§ Data provided
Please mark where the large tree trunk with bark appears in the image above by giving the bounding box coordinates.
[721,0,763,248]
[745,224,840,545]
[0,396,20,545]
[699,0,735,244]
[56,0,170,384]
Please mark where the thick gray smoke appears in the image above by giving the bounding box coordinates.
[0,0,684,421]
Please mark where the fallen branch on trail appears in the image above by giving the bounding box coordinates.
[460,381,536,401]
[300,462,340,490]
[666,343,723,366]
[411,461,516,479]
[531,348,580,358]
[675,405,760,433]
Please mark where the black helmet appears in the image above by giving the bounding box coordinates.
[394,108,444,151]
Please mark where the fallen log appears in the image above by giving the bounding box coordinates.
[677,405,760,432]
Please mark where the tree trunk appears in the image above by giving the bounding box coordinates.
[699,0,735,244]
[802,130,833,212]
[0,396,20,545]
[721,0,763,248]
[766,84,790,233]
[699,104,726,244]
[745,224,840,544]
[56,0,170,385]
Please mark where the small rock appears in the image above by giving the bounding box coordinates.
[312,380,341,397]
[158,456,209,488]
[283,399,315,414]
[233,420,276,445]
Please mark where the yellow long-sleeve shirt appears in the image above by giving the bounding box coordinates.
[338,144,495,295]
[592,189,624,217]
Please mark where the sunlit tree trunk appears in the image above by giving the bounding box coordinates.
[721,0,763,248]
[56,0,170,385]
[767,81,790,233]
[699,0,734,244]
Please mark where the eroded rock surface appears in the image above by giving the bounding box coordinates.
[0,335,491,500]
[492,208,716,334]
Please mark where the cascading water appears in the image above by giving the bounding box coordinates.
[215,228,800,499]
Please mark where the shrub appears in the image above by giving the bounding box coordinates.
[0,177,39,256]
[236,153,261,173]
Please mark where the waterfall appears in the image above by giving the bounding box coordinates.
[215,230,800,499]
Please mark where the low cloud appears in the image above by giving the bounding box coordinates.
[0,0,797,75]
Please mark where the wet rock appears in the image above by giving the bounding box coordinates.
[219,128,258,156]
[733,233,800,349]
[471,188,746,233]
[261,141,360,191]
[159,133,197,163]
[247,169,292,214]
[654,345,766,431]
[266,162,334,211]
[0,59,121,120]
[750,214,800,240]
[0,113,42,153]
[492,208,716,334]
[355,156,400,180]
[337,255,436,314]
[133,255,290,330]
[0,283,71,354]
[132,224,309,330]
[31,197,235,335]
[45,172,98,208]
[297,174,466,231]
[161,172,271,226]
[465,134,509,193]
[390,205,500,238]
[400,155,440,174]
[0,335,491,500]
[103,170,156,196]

* * *

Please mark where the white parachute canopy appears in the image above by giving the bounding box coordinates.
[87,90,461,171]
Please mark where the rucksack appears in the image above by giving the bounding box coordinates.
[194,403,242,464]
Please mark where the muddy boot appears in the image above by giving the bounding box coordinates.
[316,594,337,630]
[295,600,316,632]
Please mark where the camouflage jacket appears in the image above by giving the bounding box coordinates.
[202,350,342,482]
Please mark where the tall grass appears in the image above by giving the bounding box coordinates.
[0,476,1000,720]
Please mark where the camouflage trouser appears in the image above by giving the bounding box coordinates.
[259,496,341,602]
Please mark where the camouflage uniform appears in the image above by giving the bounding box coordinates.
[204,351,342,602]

==

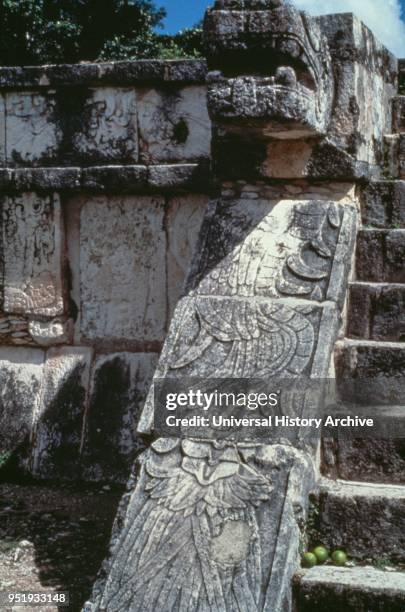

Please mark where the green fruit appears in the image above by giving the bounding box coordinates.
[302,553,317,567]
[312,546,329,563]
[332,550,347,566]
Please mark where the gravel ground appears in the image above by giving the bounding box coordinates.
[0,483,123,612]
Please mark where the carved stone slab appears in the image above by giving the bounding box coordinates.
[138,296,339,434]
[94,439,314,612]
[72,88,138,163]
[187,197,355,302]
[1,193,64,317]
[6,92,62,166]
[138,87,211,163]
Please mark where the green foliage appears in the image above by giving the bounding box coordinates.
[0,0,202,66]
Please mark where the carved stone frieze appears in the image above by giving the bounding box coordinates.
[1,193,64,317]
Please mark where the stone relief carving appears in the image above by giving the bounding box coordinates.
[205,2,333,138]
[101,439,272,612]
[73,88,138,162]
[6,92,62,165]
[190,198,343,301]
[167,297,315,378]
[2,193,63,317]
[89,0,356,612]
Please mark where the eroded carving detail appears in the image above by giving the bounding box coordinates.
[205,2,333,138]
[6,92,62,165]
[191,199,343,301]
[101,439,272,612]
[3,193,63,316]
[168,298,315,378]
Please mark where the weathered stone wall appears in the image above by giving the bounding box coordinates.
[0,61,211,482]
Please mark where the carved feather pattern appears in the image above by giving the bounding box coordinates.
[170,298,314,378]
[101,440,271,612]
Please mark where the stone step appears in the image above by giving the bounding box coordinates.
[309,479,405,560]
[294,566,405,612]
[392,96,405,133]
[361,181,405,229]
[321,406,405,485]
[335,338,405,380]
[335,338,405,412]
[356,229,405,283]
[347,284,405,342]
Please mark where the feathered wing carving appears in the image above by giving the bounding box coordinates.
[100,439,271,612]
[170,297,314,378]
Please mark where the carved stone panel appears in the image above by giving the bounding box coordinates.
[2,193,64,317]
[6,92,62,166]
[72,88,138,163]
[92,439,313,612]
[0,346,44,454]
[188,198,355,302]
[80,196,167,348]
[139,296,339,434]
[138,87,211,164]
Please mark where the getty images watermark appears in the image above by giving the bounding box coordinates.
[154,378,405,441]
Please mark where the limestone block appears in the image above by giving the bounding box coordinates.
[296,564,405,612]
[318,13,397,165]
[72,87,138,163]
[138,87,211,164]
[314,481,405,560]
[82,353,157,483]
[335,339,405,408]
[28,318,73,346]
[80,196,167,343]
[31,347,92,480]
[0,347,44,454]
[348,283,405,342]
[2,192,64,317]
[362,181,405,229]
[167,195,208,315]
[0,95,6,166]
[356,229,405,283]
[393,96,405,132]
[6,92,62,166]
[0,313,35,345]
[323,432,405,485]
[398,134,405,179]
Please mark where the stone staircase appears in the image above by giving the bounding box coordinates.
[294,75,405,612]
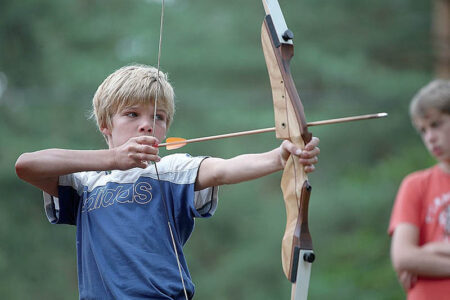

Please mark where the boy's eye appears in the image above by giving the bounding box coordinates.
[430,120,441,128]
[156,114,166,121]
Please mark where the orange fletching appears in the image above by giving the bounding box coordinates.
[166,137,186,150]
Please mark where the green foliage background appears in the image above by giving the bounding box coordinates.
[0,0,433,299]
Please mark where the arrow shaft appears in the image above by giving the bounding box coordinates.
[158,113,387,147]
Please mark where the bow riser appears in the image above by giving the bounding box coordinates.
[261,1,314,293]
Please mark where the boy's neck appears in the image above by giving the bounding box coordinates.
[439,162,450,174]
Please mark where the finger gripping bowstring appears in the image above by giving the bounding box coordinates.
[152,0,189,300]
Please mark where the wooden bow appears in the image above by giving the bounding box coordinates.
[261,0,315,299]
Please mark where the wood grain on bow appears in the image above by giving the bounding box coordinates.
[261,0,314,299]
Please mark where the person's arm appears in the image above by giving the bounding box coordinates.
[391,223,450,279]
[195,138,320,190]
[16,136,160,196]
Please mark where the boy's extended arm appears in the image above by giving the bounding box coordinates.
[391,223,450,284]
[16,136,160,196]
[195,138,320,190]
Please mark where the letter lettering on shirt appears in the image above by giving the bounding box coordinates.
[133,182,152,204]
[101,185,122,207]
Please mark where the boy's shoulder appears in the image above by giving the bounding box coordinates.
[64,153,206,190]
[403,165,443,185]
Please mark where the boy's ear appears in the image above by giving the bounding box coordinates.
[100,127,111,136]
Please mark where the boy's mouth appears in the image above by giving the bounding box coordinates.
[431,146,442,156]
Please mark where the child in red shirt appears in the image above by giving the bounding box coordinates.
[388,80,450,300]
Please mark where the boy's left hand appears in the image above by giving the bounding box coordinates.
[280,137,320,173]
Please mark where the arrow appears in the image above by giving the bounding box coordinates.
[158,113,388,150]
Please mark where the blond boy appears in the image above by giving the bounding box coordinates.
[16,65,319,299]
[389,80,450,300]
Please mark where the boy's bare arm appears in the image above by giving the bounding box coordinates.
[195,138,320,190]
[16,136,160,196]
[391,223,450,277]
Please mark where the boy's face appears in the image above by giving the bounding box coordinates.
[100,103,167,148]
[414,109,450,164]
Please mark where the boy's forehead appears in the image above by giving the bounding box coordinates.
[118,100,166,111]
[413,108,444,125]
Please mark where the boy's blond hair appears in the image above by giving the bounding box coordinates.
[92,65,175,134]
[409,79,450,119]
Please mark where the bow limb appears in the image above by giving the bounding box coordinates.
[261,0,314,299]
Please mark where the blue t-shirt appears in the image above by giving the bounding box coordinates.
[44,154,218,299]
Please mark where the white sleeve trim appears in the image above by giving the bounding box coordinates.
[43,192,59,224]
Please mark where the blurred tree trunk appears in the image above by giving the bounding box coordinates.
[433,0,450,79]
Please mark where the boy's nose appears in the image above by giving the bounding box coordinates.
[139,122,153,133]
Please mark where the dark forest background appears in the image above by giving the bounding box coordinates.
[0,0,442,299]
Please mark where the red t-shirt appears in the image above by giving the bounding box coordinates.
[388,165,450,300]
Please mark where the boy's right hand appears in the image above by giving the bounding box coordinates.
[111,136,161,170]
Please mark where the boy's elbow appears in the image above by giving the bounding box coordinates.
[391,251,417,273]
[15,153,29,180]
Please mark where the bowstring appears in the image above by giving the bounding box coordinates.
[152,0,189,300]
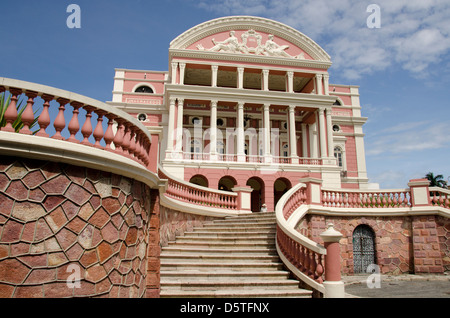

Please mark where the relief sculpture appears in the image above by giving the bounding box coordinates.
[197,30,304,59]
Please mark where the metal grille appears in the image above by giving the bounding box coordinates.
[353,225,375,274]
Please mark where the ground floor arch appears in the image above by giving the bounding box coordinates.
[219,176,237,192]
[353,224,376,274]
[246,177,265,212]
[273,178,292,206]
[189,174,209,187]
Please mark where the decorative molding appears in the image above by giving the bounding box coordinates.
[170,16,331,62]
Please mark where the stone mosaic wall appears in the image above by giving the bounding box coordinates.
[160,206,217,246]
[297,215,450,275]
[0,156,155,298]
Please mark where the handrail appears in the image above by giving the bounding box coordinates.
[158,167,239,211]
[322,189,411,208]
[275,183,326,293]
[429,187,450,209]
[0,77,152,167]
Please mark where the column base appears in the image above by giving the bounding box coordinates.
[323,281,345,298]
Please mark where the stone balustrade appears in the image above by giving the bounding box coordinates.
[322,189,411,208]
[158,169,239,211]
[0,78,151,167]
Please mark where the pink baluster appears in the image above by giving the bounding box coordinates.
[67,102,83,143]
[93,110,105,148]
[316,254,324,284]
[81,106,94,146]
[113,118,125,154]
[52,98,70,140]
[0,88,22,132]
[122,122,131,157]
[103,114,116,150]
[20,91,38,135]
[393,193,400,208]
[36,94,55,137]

§ What the exercise asks
Rewrite the part of the data that opens with the line containing "Please mark where the boy's bare" and closes with the line containing "[391,223,450,277]", putting "outstretched arm" in place of "bare arm" and keeping everything else the same.

§ Solution
Please mark where the boy's outstretched arm appears in the image above by giving the bounding box coordinates.
[195,138,320,190]
[16,136,160,196]
[391,223,450,277]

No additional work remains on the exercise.